**To do**
Search the material for lines containing the word "chair", and copy each one.

**Dataset records**
- - - -

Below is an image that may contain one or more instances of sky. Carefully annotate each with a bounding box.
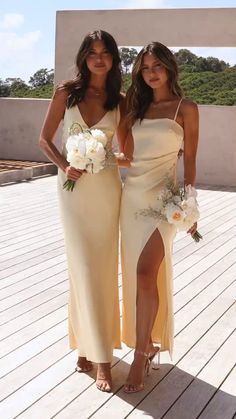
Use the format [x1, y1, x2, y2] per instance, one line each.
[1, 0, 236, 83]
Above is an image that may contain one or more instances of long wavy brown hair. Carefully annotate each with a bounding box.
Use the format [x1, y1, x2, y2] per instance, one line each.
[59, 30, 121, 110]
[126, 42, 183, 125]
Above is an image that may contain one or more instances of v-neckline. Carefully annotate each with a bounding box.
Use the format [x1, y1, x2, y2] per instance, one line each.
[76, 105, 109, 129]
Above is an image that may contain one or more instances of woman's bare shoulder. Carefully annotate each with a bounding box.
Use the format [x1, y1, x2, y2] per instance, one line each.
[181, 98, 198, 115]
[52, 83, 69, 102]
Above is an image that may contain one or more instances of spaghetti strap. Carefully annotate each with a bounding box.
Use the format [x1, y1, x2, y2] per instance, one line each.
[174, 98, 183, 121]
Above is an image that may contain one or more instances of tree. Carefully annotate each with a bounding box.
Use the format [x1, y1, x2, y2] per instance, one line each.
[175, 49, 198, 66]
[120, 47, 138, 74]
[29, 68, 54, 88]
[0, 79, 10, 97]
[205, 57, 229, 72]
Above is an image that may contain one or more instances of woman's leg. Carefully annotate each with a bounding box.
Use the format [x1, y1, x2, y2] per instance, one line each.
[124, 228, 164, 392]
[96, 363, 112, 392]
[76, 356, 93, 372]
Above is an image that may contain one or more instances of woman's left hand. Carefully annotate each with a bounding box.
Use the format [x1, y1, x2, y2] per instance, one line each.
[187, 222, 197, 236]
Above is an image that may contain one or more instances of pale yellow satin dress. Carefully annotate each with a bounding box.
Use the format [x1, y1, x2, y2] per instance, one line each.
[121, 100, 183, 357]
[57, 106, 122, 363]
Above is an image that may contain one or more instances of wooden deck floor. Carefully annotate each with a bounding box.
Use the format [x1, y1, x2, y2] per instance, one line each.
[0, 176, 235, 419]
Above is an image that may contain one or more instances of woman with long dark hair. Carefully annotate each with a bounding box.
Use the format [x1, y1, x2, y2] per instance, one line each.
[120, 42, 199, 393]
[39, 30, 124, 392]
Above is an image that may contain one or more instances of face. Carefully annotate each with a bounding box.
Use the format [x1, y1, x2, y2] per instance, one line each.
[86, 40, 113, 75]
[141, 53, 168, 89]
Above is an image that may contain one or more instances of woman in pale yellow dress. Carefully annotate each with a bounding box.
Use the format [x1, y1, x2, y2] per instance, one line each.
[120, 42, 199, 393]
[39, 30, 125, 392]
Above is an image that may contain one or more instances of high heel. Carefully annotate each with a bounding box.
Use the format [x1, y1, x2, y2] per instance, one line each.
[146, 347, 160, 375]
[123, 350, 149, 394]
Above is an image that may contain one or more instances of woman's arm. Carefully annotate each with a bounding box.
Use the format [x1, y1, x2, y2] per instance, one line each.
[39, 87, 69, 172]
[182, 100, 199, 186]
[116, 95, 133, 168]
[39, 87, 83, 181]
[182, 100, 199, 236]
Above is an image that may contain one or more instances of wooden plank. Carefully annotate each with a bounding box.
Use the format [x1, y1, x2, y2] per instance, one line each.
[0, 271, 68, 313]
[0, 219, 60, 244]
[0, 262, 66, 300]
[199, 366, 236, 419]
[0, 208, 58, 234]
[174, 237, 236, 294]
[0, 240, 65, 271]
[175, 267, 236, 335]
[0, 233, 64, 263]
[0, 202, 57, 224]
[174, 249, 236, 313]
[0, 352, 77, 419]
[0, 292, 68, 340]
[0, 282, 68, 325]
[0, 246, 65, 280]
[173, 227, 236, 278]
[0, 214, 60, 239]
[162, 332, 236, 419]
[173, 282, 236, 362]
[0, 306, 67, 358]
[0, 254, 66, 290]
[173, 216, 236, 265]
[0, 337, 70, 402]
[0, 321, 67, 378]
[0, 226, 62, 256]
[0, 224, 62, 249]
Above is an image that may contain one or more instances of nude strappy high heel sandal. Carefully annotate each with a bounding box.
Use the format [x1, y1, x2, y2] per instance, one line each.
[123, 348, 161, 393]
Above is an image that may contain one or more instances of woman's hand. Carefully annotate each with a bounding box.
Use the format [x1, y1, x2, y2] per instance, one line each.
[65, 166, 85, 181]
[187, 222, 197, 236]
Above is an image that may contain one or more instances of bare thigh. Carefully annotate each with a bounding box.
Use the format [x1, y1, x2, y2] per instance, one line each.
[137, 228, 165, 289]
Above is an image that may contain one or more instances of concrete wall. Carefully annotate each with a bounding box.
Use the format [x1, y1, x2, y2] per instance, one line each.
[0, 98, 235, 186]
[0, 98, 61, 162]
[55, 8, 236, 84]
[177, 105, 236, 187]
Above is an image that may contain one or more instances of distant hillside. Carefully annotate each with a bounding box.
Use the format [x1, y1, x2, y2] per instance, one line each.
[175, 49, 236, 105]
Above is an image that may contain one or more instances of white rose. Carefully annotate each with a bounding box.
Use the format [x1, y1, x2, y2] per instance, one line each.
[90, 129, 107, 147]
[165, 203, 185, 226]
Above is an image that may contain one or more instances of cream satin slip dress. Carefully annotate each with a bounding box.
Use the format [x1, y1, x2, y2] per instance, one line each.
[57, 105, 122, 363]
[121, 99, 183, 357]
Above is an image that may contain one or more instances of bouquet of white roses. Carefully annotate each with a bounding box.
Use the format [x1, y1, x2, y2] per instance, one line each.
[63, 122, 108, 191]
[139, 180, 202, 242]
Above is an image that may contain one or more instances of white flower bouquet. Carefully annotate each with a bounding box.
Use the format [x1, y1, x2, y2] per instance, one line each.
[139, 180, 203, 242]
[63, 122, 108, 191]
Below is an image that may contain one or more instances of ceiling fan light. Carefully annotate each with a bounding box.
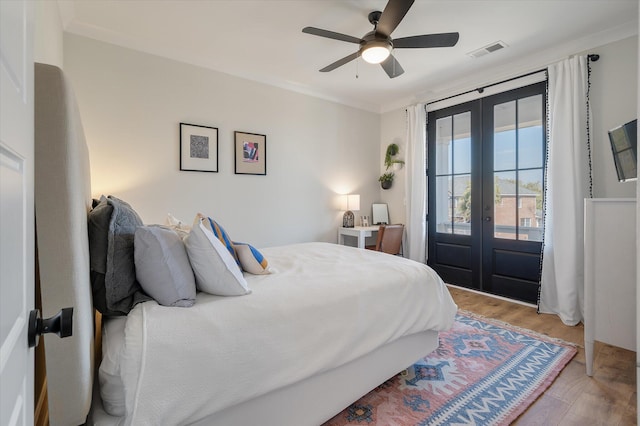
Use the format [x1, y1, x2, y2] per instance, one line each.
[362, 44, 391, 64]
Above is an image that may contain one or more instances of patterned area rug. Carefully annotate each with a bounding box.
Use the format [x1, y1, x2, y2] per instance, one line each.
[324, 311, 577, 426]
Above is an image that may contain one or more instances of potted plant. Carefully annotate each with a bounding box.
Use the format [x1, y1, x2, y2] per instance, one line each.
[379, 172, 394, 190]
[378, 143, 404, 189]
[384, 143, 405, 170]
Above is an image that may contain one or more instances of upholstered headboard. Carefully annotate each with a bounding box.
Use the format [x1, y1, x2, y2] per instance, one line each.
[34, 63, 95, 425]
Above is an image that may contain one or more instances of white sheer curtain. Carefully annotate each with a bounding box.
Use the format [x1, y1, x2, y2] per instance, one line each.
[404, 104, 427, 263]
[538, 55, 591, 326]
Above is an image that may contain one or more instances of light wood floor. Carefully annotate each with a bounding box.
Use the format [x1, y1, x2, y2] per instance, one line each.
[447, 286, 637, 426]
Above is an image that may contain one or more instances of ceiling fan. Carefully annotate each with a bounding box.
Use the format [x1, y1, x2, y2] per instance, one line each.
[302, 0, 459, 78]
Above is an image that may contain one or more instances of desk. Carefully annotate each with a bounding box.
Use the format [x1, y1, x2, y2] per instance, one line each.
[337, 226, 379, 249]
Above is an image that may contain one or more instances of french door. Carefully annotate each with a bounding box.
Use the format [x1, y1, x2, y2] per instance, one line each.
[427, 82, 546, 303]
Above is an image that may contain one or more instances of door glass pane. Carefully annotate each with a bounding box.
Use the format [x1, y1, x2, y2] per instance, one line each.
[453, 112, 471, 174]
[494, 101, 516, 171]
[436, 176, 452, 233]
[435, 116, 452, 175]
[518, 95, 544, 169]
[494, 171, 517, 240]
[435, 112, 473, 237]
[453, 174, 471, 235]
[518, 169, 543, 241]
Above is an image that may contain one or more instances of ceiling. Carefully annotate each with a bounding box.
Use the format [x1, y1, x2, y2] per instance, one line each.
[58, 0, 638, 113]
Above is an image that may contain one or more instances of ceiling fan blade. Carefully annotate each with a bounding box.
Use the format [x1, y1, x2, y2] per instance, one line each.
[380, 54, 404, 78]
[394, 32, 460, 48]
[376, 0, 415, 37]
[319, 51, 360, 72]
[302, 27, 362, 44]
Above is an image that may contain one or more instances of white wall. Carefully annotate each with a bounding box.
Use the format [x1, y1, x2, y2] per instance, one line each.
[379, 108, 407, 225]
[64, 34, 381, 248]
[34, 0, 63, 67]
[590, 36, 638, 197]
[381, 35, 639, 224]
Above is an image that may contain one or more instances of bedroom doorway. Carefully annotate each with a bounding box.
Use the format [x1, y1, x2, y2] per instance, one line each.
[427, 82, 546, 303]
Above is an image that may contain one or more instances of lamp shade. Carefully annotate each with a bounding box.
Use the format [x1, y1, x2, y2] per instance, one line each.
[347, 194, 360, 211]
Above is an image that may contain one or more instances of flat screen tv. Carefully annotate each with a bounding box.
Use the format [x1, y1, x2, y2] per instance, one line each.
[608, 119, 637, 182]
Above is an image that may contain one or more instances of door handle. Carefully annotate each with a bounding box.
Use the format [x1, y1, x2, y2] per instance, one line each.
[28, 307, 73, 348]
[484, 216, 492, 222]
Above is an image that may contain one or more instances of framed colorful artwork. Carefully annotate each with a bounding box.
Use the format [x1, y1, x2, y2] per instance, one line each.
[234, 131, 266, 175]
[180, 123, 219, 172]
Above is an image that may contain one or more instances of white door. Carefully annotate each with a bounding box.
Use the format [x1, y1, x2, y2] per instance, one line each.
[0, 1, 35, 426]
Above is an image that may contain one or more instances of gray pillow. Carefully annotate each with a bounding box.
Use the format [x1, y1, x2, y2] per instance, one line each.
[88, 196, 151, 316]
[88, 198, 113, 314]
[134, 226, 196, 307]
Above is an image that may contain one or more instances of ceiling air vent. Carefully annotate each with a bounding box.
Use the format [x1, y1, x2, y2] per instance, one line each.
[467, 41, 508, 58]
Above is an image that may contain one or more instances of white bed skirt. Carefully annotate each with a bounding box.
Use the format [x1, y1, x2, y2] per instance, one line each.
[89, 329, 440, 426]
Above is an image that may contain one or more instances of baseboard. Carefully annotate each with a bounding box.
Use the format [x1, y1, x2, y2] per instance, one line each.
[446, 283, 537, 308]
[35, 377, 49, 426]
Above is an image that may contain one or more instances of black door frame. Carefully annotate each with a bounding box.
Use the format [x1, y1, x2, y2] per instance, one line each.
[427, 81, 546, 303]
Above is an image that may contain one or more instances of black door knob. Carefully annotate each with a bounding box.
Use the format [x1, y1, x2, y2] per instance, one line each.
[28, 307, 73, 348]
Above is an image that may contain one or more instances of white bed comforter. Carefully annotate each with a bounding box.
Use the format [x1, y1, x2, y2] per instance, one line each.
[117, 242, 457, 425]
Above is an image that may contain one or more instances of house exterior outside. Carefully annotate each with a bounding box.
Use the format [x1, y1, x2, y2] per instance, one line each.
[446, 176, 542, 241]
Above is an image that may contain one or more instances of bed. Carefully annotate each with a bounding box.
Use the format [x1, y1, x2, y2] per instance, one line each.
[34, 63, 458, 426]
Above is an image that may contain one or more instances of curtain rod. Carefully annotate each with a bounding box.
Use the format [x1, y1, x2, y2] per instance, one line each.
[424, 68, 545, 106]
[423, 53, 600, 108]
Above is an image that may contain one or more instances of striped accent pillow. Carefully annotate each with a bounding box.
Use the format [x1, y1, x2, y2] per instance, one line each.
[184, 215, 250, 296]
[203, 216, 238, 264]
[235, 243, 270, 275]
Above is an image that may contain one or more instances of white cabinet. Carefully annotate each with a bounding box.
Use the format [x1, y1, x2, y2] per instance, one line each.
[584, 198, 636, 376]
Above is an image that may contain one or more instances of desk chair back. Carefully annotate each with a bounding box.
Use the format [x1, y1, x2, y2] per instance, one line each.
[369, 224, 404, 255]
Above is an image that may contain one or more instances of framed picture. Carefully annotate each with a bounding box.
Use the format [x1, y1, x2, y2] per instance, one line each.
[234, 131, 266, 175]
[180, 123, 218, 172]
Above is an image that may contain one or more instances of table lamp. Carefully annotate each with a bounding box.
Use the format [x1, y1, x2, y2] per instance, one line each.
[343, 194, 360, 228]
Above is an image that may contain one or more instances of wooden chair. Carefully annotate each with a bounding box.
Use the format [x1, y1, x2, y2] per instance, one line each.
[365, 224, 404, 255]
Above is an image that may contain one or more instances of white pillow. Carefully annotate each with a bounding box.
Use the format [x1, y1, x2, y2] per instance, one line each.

- - - -

**Expected answer**
Above is an image that may contain one or more instances of desk chair back. Carefully annotate each with a bounding box.
Above is an image that may contain one or more instances of wooden chair. Carefully annotate each with a bounding box.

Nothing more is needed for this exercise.